PROMPT 1
In the project management skills text, rewrite the paragraph beginning "There are many technical skills required" more briefly, keeping its main facts.
PROMPT 2
Reproduce the lines of the entries starting at the line that contains "Mark every instance of the worker's hand" and ending at the last line of the entries.

The skills and characteristics that are perceived by the cross section of project managers as being the most important are possessing interpersonal and communication skills; possessing leadership and management skills; the ability to work in a team and the ability to build relationships with stakeholders. Interpersonal and communication skills along with the ability to work in a team are not included significantly in job advertisements for project managers, with the requirement to have them potentially being assumed and not needed to be stated.
This research provides a basis for a further study involving in-depth interviews with project managers from the information technology sector with the aim of highlighting specific projects where these additional skills have been vital to the success of these projects.
Issues surrounding the political environment of the project from the perspective of different genders; the importance interpersonal and communication skills along with team work for lesser experienced project managers; and the importance of project manager certification are also identified as areas for further study.
Project Management, Skills, Team Work
The purpose of this paper is to analyse the skills that are required by highly successful project managers. These skills go beyond the technical project management skills that are required by project managers. They are then compared with the characteristics that are being included in job advertisements for project management roles in the information technology sector in New Zealand.
A literature review was conducted with the aim of determining what was seen as being the skills that are needed by project managers that result in them being more successful in their roles as project managers.
These skills were analysed and grouped into technical project management skills and those skills that go beyond technical project management skills.
Job advertisements for 107 project management vacancies that were advertised across a two month period were analysed on www.seek.co.nz with the aim of comparing them with the skills that go beyond the technical project management skills.
A survey was conducted of 54 project management practitioners with the aim of determining whether frequency of the skills and attributes included in the advertisements were consistent with the practitioner's perceptions of the importance of the skills and attributes, and to identify any differences that relate to the gender and experience of the project managers. These project managers were from a variety of industries which could create a limitation to this particular study. An area for further study that is derived from this paper involves conducting in depth interviews of project managers from the information technology sector with the aim of identifying how important the additional skills highlighted in this study have been in particular projects.
There are many technical skills required by project managers with Cowie (2003) identifying the "setting objectives, critical path analysis, work breakdown structures, resource allocation and risk management", however Cowie (2003) went on to conclude that the success of a project often rests on the understanding of people and management related aspects, and that as such these should also be included in project management training courses along with the technical skills needed. The particular people and management related skills that were identified as being important were leadership, motivation, delegation, monitoring and control with a particular focus on influencing skills.
The need for project managers to have people skills is further highlighted in Flannes and Levin (2005) as reviewed in Indelicato (2005) who identify four key roles that need to be mastered by project managers, with these roles being: Leader; Manager; Facilitator and Mentor. Idelicato (2005) goes on to point out the challenge of both communicating with a variety of stakeholders within the organisation as well as motivating the members of the project team.

DATA LINES

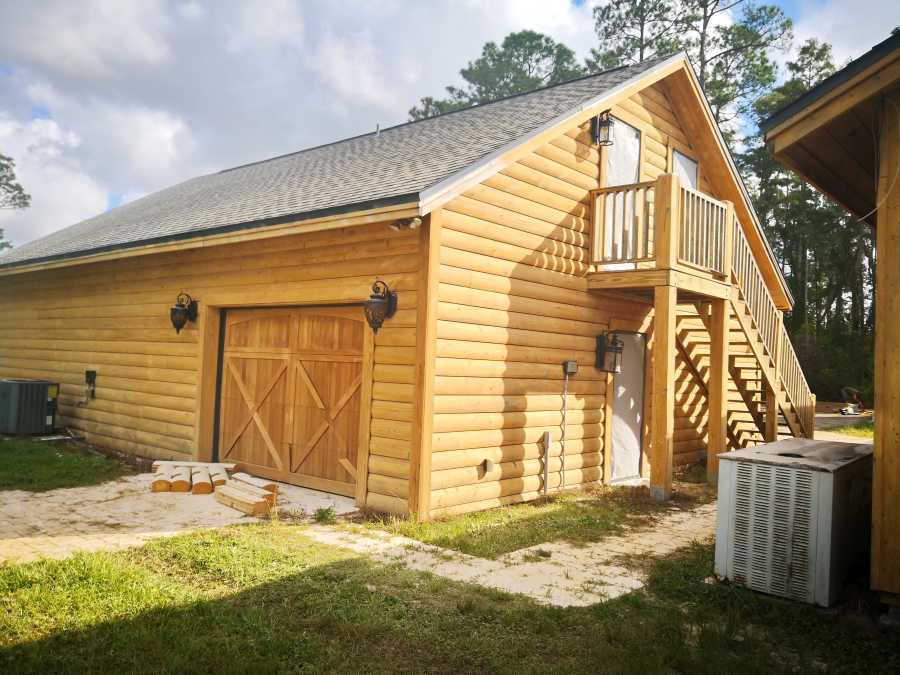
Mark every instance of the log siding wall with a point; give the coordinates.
(113, 317)
(513, 304)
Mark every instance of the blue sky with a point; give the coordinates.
(102, 102)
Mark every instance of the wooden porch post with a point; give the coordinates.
(662, 438)
(772, 394)
(668, 195)
(718, 387)
(771, 415)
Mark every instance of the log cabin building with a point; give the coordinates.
(843, 136)
(517, 236)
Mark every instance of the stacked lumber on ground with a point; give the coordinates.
(248, 494)
(199, 478)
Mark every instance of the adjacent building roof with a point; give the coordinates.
(393, 166)
(831, 83)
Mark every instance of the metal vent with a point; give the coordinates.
(773, 529)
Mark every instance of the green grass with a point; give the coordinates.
(263, 598)
(864, 429)
(38, 466)
(577, 517)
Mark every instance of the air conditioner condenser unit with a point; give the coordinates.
(794, 517)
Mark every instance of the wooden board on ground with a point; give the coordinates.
(218, 475)
(261, 483)
(201, 483)
(161, 483)
(160, 465)
(241, 500)
(180, 479)
(253, 491)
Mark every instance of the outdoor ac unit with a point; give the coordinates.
(794, 517)
(27, 406)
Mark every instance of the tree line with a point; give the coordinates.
(738, 49)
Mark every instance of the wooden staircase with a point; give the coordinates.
(690, 254)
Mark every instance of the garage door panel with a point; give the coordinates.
(291, 394)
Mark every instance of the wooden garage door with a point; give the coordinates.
(291, 394)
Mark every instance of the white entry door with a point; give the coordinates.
(628, 409)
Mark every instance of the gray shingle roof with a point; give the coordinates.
(393, 166)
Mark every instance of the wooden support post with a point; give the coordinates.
(771, 414)
(718, 387)
(728, 250)
(665, 300)
(666, 220)
(426, 341)
(886, 472)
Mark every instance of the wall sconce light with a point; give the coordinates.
(381, 305)
(601, 129)
(185, 310)
(609, 353)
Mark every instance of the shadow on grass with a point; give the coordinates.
(578, 518)
(351, 615)
(37, 466)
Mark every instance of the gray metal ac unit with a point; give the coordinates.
(794, 517)
(27, 406)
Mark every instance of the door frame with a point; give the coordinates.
(211, 324)
(608, 411)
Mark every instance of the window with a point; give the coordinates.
(623, 157)
(685, 168)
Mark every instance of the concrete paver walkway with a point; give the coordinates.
(122, 513)
(556, 573)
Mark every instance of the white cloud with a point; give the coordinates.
(87, 39)
(265, 25)
(141, 94)
(852, 28)
(61, 193)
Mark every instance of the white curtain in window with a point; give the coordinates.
(623, 167)
(685, 168)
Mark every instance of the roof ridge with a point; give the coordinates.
(545, 87)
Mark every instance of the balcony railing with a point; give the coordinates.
(629, 233)
(663, 225)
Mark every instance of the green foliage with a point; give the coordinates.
(325, 515)
(827, 256)
(864, 429)
(36, 467)
(632, 31)
(524, 61)
(733, 59)
(12, 194)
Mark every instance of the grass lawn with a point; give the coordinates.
(38, 466)
(864, 429)
(577, 517)
(263, 598)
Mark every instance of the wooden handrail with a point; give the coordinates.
(674, 226)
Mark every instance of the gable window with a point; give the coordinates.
(623, 167)
(685, 168)
(623, 157)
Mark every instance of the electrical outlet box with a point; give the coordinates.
(570, 367)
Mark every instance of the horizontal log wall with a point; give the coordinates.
(513, 304)
(113, 317)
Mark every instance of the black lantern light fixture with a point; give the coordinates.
(609, 353)
(601, 129)
(185, 310)
(381, 305)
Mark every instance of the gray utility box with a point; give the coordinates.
(27, 406)
(794, 517)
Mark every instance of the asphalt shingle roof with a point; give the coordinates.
(395, 165)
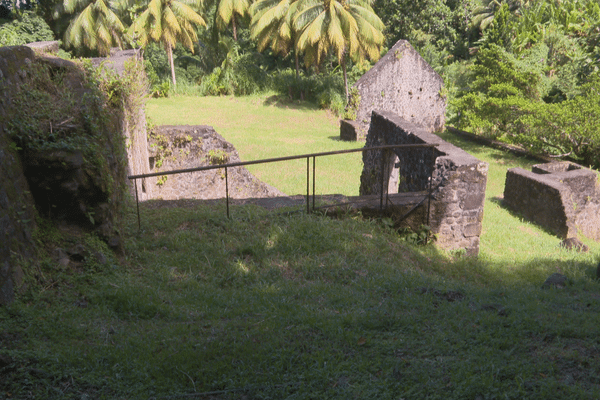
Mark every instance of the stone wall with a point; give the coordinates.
(458, 179)
(403, 83)
(184, 147)
(133, 121)
(17, 209)
(562, 197)
(77, 181)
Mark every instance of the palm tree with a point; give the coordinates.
(227, 10)
(271, 26)
(97, 26)
(345, 27)
(483, 15)
(168, 22)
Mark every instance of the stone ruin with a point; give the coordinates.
(562, 197)
(458, 180)
(402, 83)
(183, 147)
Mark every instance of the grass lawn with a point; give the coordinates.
(270, 306)
(263, 127)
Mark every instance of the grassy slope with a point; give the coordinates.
(262, 127)
(267, 306)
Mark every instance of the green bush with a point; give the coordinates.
(27, 28)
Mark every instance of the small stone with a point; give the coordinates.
(574, 244)
(557, 280)
(64, 262)
(58, 254)
(499, 308)
(5, 361)
(100, 258)
(78, 253)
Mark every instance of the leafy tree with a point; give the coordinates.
(227, 10)
(96, 25)
(499, 32)
(26, 28)
(271, 26)
(167, 22)
(345, 28)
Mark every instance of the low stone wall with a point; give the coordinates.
(562, 197)
(191, 146)
(458, 179)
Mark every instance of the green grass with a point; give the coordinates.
(264, 127)
(269, 306)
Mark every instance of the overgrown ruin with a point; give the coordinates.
(458, 180)
(403, 83)
(562, 197)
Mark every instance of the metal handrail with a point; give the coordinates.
(278, 159)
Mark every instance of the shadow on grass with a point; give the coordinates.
(287, 103)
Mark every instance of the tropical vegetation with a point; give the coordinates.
(524, 72)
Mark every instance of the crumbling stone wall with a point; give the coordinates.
(562, 197)
(77, 181)
(17, 208)
(458, 179)
(133, 121)
(185, 146)
(402, 83)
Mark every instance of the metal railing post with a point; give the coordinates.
(227, 192)
(314, 158)
(137, 205)
(308, 185)
(382, 173)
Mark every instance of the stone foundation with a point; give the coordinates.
(192, 146)
(458, 179)
(562, 197)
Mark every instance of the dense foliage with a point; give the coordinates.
(525, 72)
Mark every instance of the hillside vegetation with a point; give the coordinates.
(270, 306)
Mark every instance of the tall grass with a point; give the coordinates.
(275, 306)
(269, 126)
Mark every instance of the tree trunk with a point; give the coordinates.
(343, 62)
(234, 27)
(171, 64)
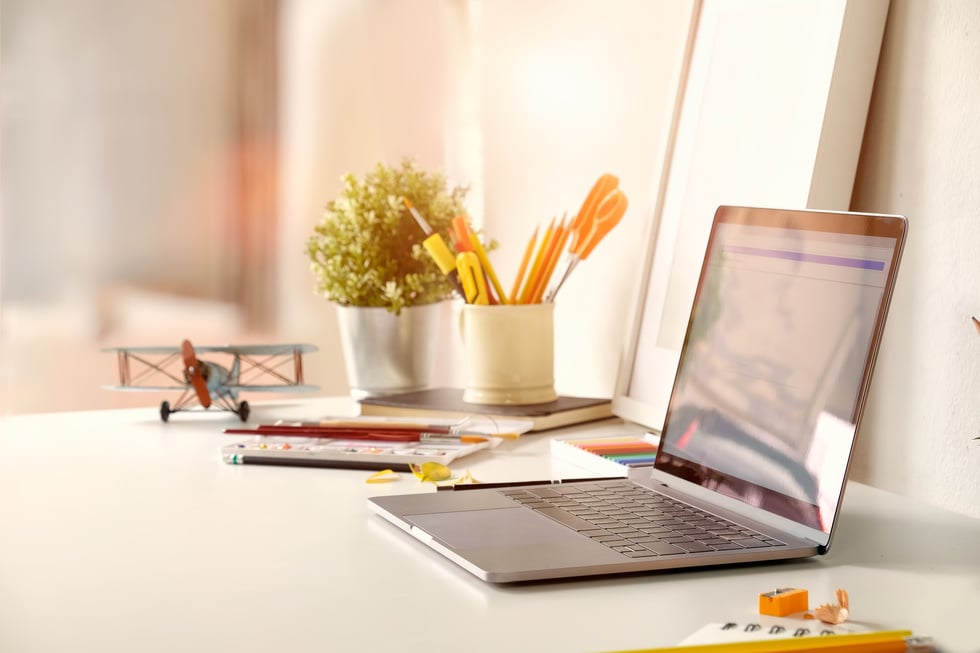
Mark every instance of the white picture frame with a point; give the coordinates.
(771, 113)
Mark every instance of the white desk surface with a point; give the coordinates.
(121, 533)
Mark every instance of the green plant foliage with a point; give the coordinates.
(367, 249)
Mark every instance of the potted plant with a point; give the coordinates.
(367, 257)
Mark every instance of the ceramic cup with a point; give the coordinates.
(509, 353)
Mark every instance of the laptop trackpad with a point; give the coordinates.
(494, 528)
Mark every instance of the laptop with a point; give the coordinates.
(765, 405)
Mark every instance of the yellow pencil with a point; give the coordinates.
(532, 276)
(551, 263)
(523, 268)
(481, 253)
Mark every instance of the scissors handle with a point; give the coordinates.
(471, 276)
(604, 185)
(608, 215)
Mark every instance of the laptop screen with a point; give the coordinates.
(778, 354)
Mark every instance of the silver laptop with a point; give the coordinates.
(758, 432)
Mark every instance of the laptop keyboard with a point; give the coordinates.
(637, 522)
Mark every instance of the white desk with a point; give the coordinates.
(121, 533)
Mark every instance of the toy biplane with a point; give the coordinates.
(257, 368)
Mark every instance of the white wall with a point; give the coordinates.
(921, 158)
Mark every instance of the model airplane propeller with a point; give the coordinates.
(258, 368)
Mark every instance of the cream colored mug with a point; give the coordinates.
(509, 353)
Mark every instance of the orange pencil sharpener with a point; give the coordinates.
(783, 601)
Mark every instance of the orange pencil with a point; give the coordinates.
(523, 268)
(549, 267)
(532, 276)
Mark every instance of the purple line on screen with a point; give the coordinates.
(862, 263)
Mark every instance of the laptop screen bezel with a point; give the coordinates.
(654, 413)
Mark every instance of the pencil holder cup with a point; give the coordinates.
(509, 353)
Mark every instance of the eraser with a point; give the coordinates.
(783, 601)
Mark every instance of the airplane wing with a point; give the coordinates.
(251, 350)
(259, 368)
(259, 350)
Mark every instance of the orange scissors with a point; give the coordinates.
(603, 209)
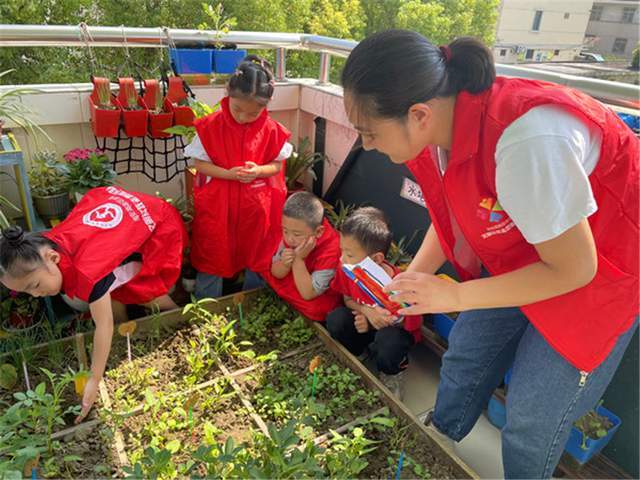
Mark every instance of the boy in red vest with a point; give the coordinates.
(306, 259)
(360, 324)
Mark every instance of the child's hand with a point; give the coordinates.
(249, 173)
(360, 322)
(288, 256)
(88, 398)
(379, 317)
(305, 248)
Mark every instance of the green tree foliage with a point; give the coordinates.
(440, 20)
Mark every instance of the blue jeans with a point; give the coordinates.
(210, 286)
(545, 394)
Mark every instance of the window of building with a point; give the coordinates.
(627, 14)
(620, 45)
(537, 19)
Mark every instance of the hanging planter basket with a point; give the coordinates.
(105, 122)
(135, 120)
(158, 121)
(226, 61)
(182, 114)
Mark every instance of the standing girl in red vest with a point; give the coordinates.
(240, 190)
(534, 185)
(115, 248)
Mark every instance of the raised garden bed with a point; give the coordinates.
(231, 379)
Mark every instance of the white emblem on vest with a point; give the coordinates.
(107, 215)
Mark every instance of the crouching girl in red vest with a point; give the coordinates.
(114, 247)
(536, 186)
(240, 190)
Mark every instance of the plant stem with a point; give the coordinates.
(313, 385)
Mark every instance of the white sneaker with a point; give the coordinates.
(445, 441)
(395, 383)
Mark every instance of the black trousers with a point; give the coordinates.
(390, 345)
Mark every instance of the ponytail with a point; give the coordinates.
(390, 71)
(20, 251)
(252, 79)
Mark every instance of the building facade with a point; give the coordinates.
(540, 30)
(613, 27)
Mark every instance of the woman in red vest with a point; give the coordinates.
(115, 248)
(239, 153)
(532, 191)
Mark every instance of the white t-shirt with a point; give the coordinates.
(196, 150)
(543, 161)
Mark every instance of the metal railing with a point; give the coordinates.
(615, 93)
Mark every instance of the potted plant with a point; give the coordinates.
(225, 60)
(104, 110)
(179, 103)
(160, 115)
(591, 433)
(11, 108)
(19, 311)
(135, 115)
(300, 162)
(88, 168)
(48, 180)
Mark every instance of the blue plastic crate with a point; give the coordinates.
(442, 324)
(497, 413)
(189, 60)
(507, 376)
(226, 61)
(573, 446)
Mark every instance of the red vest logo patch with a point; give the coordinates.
(490, 210)
(106, 216)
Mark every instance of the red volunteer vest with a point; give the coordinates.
(107, 226)
(237, 225)
(582, 325)
(325, 256)
(344, 286)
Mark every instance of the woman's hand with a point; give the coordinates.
(88, 398)
(249, 173)
(424, 293)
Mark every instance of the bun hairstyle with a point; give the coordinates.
(252, 79)
(390, 71)
(20, 251)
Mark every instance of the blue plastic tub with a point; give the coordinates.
(507, 376)
(442, 324)
(594, 446)
(226, 61)
(497, 413)
(189, 60)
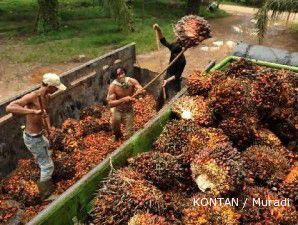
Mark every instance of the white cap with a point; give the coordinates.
(52, 79)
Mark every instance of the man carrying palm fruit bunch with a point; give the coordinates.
(190, 31)
(120, 98)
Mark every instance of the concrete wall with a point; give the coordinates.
(87, 84)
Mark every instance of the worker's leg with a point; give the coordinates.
(129, 122)
(39, 147)
(116, 123)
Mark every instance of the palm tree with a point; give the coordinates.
(277, 7)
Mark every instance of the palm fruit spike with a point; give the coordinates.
(289, 186)
(93, 111)
(269, 213)
(123, 193)
(231, 98)
(147, 219)
(198, 83)
(218, 171)
(193, 108)
(240, 130)
(192, 30)
(265, 165)
(204, 137)
(242, 69)
(163, 169)
(174, 136)
(212, 214)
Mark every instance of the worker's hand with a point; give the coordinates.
(140, 91)
(36, 111)
(156, 27)
(128, 99)
(164, 83)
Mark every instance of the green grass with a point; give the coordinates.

EXERCISE ANSWER 1
Cowie (2003) lists the technical skills project managers need: setting objectives, critical path analysis, work breakdown structures, resource allocation and risk management. Cowie also concludes that project success often depends on understanding people and management aspects, so these belong in project management training alongside technical skills. The people and management skills named as important are leadership, motivation, delegation, monitoring and control, with a particular focus on influencing skills.

EXERCISE ANSWER 2
Mark every instance of the worker's hand with a point; give the coordinates.
(140, 91)
(36, 111)
(156, 27)
(128, 99)
(164, 83)
Mark every instance of the green grass with a point; give the coordinates.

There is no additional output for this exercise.